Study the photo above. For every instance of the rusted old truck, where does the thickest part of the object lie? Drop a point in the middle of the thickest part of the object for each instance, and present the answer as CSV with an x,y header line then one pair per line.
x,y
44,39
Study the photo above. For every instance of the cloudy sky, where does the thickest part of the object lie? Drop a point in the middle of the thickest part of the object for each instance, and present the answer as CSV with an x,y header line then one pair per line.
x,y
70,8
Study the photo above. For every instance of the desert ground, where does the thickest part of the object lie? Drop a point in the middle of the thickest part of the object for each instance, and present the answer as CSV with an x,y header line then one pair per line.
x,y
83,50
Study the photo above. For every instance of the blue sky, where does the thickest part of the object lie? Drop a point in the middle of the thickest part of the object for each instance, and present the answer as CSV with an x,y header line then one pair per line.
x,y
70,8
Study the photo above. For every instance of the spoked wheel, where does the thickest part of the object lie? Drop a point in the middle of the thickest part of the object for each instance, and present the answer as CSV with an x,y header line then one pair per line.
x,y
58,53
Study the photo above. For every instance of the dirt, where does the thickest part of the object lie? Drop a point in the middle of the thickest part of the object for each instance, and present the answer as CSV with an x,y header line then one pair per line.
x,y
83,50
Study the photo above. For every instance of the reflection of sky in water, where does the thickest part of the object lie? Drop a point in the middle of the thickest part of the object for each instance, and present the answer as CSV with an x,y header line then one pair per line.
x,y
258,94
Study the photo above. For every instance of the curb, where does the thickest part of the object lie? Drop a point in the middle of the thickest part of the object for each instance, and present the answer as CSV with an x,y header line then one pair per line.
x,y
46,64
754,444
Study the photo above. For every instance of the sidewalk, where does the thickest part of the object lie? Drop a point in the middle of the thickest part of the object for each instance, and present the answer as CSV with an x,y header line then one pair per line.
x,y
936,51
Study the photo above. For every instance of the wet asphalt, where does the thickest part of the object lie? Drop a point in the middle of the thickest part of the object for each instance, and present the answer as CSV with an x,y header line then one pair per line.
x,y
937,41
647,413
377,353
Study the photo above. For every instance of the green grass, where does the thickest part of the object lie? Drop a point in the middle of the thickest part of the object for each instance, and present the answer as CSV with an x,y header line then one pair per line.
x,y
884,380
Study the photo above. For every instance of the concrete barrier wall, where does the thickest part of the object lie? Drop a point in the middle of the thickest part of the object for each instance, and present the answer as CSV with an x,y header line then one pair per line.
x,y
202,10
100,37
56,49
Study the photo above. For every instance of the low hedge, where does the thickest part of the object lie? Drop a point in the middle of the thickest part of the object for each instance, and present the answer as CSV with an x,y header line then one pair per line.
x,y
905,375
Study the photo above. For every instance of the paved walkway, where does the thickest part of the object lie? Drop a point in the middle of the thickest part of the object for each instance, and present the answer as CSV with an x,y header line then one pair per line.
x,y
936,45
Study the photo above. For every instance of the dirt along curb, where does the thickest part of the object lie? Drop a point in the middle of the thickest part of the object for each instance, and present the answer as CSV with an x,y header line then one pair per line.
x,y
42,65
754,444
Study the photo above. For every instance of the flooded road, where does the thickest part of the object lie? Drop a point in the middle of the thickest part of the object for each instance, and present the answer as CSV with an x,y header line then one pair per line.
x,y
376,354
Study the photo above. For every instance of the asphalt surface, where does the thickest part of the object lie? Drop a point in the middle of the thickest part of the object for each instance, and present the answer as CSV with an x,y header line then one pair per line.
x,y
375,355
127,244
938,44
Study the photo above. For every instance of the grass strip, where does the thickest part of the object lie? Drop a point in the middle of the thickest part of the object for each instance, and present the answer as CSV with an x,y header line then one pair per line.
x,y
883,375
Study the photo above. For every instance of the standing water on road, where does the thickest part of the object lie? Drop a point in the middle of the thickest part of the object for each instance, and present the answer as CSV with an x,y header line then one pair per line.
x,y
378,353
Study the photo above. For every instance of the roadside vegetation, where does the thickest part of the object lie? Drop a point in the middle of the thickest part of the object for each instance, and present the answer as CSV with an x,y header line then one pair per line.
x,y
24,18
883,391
# # #
## AIM OF THE TASK
Can you return, character for character, every line from the one containing "Study the photo above. For every instance of the paved" through the final line of the entries, both ends included?

## FINAL RESULT
Study the photo above. For every instance of the paved walkway, where does the thickest part of the object lie? Drop a point in the middle of the thickest part of the object for each instance, and present the answer as CSV with an x,y header line then one pair per line.
x,y
936,45
Study the photo above. For every instance of the dirt along curb, where does the thickest part of the object lie? Drop a point in the middle of the thickest part of the object for each instance, and present the answer as CSV with an x,y header line then one pair per line.
x,y
42,65
754,444
Study the photo above. For every instance of the flooded road, where does the thickest part of the object lie? Drop a point in the middle of the thickest part of the object for each instance, and present the answer as CSV with an x,y header line then one pair per line.
x,y
376,354
Study the photo above. For every instance of the asphalt surface, where does the thickest part of the object lie? Drop a point in the middle of the thickest part of the object for each instance, and present the answer as CSV with an x,y header line then one pair per line.
x,y
375,355
127,244
938,44
Study the photo above. For every instance of the grass strip, where does the thickest part of the object lie? Drop a point in the middle of the thickest part of the object for each instance, and present the answer as CSV with an x,y header line then one pair per line.
x,y
883,375
Study the photo above. For every instance of the standing water on road, where does the thickest part of the object lie? Drop a point in the middle of the thickest part of the object for each instance, and present the answer as CSV with an x,y header line then one pair per line.
x,y
378,353
Study the photo above. For every instance of the roadside vegetation, where does the thickest part of the object lie? Drop a point in the middle of the thickest part of the object for each instance, and present the answer as CSV with an x,y header line then one pair per line.
x,y
24,18
883,391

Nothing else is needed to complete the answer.